Required work
From the line containing "negative clicks: (404, 318) (412, 316)" to the last line of the records, reproduce every line exactly and print nothing else.

▬▬▬▬▬▬

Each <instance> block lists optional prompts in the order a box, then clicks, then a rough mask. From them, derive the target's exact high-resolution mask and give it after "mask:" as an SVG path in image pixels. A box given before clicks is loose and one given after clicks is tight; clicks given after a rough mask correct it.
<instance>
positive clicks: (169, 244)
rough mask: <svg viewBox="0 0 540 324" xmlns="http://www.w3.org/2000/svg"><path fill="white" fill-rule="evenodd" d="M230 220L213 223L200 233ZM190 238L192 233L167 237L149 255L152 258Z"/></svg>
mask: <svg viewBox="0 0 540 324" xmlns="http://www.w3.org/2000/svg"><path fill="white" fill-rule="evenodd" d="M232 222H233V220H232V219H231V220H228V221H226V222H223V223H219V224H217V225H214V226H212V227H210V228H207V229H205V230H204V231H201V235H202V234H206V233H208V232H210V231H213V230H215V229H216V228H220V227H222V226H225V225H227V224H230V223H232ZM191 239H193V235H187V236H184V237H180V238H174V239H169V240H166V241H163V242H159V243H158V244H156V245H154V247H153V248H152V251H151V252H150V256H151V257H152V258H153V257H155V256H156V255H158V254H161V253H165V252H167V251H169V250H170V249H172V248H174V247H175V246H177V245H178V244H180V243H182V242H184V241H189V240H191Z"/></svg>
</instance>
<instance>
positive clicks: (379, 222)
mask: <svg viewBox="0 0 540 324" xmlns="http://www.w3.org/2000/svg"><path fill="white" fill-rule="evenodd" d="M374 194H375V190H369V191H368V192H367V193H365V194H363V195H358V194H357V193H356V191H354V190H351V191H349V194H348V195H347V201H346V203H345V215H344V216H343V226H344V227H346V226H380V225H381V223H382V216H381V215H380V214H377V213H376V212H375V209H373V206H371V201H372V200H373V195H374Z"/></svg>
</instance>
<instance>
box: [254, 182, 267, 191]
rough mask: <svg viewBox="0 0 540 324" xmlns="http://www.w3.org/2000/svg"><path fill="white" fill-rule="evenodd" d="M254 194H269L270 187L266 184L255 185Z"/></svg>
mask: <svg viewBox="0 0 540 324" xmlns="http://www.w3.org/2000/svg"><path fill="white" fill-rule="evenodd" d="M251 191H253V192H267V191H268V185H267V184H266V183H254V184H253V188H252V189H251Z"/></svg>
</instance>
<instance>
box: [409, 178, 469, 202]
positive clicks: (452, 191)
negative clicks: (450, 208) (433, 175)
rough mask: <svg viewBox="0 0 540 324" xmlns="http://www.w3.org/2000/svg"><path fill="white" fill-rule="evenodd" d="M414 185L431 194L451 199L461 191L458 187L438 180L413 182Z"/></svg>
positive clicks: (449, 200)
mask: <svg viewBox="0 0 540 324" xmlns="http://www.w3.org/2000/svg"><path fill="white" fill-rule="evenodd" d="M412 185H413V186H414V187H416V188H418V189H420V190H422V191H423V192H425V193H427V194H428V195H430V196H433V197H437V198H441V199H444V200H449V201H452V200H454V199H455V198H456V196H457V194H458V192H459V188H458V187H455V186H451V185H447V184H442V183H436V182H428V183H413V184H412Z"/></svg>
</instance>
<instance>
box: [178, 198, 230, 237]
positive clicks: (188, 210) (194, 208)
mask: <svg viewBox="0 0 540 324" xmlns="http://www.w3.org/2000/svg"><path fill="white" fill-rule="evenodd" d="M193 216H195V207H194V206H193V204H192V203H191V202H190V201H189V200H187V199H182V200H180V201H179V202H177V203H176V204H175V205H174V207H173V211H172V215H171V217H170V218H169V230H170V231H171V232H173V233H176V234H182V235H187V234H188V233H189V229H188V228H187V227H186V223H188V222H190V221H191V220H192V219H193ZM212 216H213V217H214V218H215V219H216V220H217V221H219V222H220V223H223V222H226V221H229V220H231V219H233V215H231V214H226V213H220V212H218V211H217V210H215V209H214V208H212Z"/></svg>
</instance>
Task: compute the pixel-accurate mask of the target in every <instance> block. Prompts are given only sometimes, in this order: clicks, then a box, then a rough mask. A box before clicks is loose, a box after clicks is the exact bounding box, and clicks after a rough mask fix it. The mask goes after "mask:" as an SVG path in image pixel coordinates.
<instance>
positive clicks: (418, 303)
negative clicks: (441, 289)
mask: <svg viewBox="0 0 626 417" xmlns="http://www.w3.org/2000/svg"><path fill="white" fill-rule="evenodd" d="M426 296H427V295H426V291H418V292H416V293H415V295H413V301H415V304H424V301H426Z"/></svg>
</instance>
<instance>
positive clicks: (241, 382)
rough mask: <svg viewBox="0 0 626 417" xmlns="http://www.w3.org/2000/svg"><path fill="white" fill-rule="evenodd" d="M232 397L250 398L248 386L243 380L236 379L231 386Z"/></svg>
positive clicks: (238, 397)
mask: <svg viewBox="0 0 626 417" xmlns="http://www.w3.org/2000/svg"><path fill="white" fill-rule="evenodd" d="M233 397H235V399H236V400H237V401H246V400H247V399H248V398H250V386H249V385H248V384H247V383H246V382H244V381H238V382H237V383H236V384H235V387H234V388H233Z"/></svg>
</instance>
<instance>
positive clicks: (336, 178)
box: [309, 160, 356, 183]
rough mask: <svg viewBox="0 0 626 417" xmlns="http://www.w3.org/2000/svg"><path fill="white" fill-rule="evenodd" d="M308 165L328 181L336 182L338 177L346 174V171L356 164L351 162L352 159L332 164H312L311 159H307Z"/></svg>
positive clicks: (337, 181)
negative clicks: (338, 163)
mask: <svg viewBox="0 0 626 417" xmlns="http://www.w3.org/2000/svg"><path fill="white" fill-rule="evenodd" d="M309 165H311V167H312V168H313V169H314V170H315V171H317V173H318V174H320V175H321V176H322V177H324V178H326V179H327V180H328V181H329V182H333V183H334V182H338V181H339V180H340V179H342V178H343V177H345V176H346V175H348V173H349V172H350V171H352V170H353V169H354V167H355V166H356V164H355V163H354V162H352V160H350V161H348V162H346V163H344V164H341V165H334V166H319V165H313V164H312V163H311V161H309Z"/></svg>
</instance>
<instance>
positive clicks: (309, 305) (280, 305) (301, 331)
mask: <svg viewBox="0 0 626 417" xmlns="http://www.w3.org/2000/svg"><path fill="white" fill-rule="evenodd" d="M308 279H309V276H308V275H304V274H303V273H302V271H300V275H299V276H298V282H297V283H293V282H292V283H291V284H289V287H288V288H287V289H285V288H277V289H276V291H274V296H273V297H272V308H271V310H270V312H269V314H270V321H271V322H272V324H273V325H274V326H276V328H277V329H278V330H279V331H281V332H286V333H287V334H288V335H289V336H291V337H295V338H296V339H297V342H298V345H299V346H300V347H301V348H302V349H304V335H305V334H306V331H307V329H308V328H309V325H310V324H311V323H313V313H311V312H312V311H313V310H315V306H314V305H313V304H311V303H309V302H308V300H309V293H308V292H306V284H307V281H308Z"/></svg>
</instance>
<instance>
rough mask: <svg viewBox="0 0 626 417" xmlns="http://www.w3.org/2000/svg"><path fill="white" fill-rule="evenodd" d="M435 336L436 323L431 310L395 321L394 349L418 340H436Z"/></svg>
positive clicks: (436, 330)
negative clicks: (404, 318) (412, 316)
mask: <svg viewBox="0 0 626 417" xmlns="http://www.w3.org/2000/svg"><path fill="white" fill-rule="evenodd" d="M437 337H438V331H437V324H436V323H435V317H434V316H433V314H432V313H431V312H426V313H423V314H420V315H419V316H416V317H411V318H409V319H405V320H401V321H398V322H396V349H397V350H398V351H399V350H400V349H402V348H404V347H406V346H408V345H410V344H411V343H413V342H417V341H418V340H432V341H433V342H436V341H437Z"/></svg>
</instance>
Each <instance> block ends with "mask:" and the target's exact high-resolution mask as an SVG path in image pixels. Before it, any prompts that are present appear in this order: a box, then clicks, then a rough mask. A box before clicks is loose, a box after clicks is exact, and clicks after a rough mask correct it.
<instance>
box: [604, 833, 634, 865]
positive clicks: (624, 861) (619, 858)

▬▬▬▬▬▬

Task response
negative clicks: (404, 318) (412, 316)
mask: <svg viewBox="0 0 626 417" xmlns="http://www.w3.org/2000/svg"><path fill="white" fill-rule="evenodd" d="M437 337H438V331H437V324H436V323H435V317H434V316H433V314H432V313H431V312H426V313H423V314H420V315H419V316H416V317H411V318H409V319H405V320H401V321H398V322H396V349H397V350H398V351H399V350H400V349H402V348H404V347H406V346H408V345H410V344H411V343H413V342H417V341H418V340H432V341H433V342H436V341H437Z"/></svg>
</instance>
Each <instance> block ends with "mask:" and the target's exact high-resolution mask as an SVG path in image pixels. Before it, any prompts that are present appear in this order: a box, then clicks, then a rough mask. A box before clicks is loose, a box after clicks is exact, and clicks after a rough mask correct it.
<instance>
box: [604, 833, 634, 865]
positive clicks: (624, 861) (619, 858)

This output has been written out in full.